------ Data to use
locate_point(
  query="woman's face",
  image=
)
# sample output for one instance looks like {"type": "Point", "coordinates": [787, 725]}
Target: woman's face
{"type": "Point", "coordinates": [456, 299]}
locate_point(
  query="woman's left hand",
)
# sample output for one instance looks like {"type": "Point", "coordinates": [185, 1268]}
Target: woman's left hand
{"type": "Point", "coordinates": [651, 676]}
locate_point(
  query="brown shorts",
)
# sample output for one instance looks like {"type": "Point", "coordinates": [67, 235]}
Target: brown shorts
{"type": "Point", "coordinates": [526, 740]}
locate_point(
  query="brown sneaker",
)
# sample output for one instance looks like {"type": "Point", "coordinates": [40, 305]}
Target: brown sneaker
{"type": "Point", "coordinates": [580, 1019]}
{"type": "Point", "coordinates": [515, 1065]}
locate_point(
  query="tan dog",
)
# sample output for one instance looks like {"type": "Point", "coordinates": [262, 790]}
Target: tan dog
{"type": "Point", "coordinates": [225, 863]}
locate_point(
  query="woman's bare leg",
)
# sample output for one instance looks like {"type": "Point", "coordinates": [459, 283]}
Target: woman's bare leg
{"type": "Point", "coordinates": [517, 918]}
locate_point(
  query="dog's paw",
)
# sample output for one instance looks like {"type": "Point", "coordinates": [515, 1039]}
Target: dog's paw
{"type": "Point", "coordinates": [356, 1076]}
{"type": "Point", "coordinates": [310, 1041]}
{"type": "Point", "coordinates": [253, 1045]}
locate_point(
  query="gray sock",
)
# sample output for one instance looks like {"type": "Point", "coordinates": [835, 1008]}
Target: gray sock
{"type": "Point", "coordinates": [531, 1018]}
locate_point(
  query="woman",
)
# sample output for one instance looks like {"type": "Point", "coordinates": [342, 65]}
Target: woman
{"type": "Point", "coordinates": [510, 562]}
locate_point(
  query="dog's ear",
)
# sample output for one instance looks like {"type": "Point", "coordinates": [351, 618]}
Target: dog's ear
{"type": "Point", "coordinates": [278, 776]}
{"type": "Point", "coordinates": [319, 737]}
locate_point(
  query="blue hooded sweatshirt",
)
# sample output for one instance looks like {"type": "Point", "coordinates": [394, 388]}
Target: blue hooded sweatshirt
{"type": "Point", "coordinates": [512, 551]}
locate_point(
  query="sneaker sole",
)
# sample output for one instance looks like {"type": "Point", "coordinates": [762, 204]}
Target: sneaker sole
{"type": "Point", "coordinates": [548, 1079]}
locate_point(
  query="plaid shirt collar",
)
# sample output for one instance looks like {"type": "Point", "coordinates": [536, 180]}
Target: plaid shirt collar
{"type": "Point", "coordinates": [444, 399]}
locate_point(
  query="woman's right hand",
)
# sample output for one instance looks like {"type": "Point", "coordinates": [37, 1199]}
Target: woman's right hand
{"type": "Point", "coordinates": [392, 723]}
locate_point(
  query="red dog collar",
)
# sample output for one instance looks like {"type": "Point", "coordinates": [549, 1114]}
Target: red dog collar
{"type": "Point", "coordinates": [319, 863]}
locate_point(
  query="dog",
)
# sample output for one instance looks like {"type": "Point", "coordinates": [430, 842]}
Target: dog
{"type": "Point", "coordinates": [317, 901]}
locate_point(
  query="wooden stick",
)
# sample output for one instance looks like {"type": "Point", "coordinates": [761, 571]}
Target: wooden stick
------------
Objective » Repeat the material above in full, exactly as it stands.

Written answer »
locate_point(
  query="woman's face",
  image=
)
# sample output for one instance looks like {"type": "Point", "coordinates": [787, 725]}
Target: woman's face
{"type": "Point", "coordinates": [456, 299]}
locate_point(
  query="woman's left hand",
)
# sample output for one instance looks like {"type": "Point", "coordinates": [185, 1268]}
Target: woman's left hand
{"type": "Point", "coordinates": [651, 676]}
locate_point(
  query="brown shorts",
)
# sample output for one instance looks like {"type": "Point", "coordinates": [67, 235]}
Target: brown shorts
{"type": "Point", "coordinates": [526, 740]}
locate_point(
  query="brown sneaker",
)
# sample output for one instance looks like {"type": "Point", "coordinates": [40, 305]}
Target: brown sneaker
{"type": "Point", "coordinates": [580, 1019]}
{"type": "Point", "coordinates": [515, 1065]}
locate_point(
  query="tan dog",
)
# sample output for one instance looks like {"type": "Point", "coordinates": [262, 790]}
Target: tan dog
{"type": "Point", "coordinates": [225, 863]}
locate_point(
  query="woman's bare leg",
)
# sample output for one instance looks like {"type": "Point", "coordinates": [459, 283]}
Target: woman's bare leg
{"type": "Point", "coordinates": [517, 918]}
locate_point(
  query="dog's paw",
)
# sample output for one instance looks like {"type": "Point", "coordinates": [515, 1039]}
Target: dog's paw
{"type": "Point", "coordinates": [356, 1076]}
{"type": "Point", "coordinates": [310, 1041]}
{"type": "Point", "coordinates": [253, 1045]}
locate_point(
  query="gray sock",
)
# sample output for one instance looks like {"type": "Point", "coordinates": [835, 1008]}
Target: gray sock
{"type": "Point", "coordinates": [531, 1018]}
locate_point(
  query="woman",
)
# sample output for one instance looks like {"type": "Point", "coordinates": [342, 65]}
Target: woman
{"type": "Point", "coordinates": [510, 562]}
locate_point(
  query="dog's ear",
)
# sample output for one instance looks like {"type": "Point", "coordinates": [351, 618]}
Target: dog's ear
{"type": "Point", "coordinates": [278, 776]}
{"type": "Point", "coordinates": [319, 737]}
locate_point(
  query="blue hooded sweatshirt",
)
# sample output for one instance looks like {"type": "Point", "coordinates": [394, 388]}
Target: blue hooded sweatshirt
{"type": "Point", "coordinates": [512, 551]}
locate_point(
  query="sneaker sole",
)
# sample output for one instance looks like {"type": "Point", "coordinates": [762, 204]}
Target: sneaker sole
{"type": "Point", "coordinates": [548, 1079]}
locate_point(
  query="plaid shirt collar",
)
# sample output for one instance looks like {"type": "Point", "coordinates": [536, 180]}
Target: plaid shirt collar
{"type": "Point", "coordinates": [444, 399]}
locate_point(
  query="woman's right hand",
)
# sample output for one instance looks like {"type": "Point", "coordinates": [37, 1199]}
Target: woman's right hand
{"type": "Point", "coordinates": [392, 723]}
locate_point(
  query="red dog collar",
)
# sample output for one instance looks like {"type": "Point", "coordinates": [549, 1114]}
Target: red dog collar
{"type": "Point", "coordinates": [319, 863]}
locate_point(
  query="dog",
)
# sample output for one instance looks like {"type": "Point", "coordinates": [430, 842]}
Target: dog
{"type": "Point", "coordinates": [317, 901]}
locate_point(
  query="wooden stick",
)
# sample output for one instance looks like {"type": "Point", "coordinates": [761, 571]}
Target: wooden stick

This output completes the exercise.